_Texto citado_:
El investigador José Manuel Pacheco, en su libro ¿Ángeles o demonios o personas?, explica que para las personas privadas de libertad se reinserten a la sociedad este proceso debe comenzar cuando están en las cárceles, ya sea como medida preventiva o sentenciadas. Para él, los elementos determinantes en la reinserción son educación, trabajo y salud durante el tiempo que están recluidas.
Daniela pasó casi media vida entre estar arrestada en su casa y la cárcel. Debido al tipo de medida cautelar que se le dio, en los 11 años y medio de arresto domiciliario no tuvo la posibilidad de salir a estudiar, menos a trabajar. Continuó sus estudios con la modalidad a distancia, de esa forma salió bachiller y también así cursó tres años de Antropología en una universidad privada.
Cuando Daniela entró a la cárcel de Miraflores tenía 27 años. Desde los primeros días, además de cumplir con sus labores diarias —que todas las privadas de libertad deben realizar—, para ganar dinero, pues “allí dentro se necesita mucho”, leía el tarot a sus compañeras; a los pocos meses trabajó como ayudante de lavandería y luego como administradora.
Esas actividades le sirvieron no solo para obtener ingresos sino para mantener la mente ocupada y no desesperarse por el encierro, aunque sabía que no le servirían para llenar la casilla de experiencia laboral en su currículum cuando buscara trabajo afuera.

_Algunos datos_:
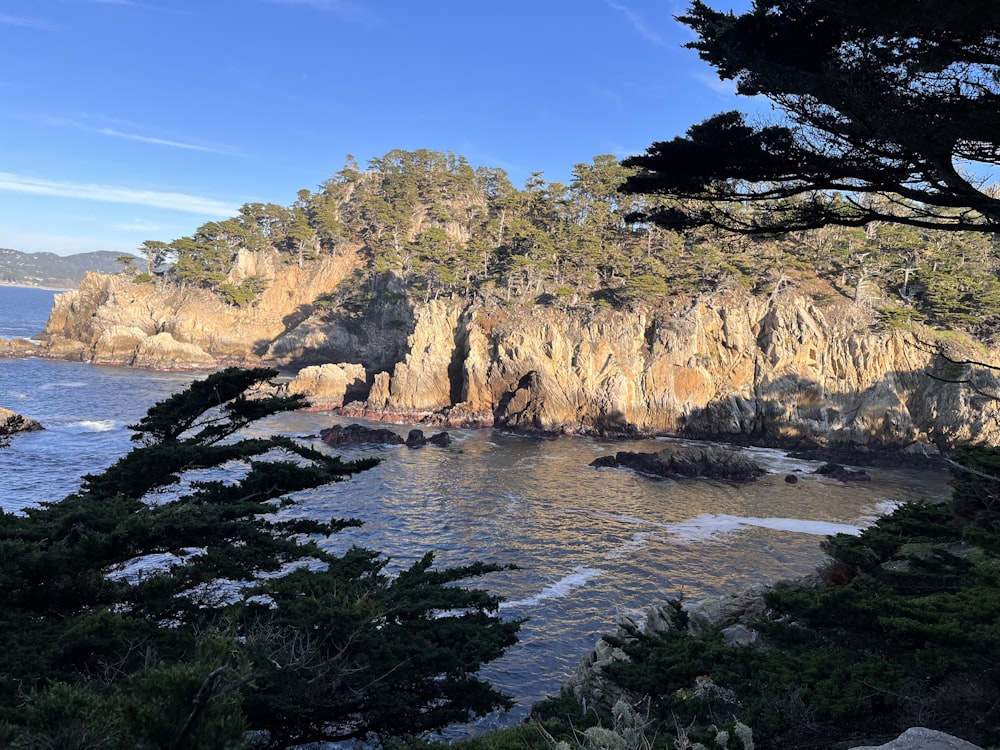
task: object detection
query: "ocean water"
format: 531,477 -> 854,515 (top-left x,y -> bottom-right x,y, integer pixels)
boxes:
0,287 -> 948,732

---

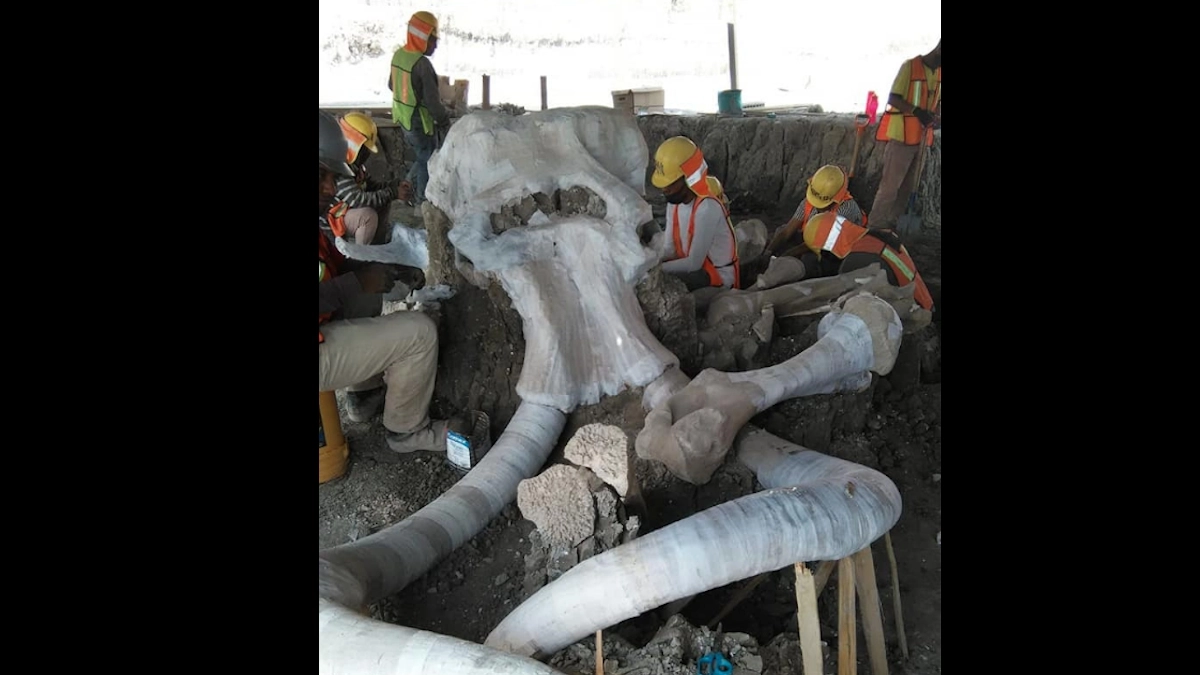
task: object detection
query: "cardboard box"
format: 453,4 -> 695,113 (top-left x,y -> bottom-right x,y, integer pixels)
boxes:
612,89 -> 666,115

_Problema planteado_:
Devuelve sin cambios el fragmento del texto sobre la reinserción que va desde "Esas actividades le" hasta "buscara trabajo afuera.". Para resolver, recurre únicamente al texto sobre la reinserción.

_Problema resuelto_:
Esas actividades le sirvieron no solo para obtener ingresos sino para mantener la mente ocupada y no desesperarse por el encierro, aunque sabía que no le servirían para llenar la casilla de experiencia laboral en su currículum cuando buscara trabajo afuera.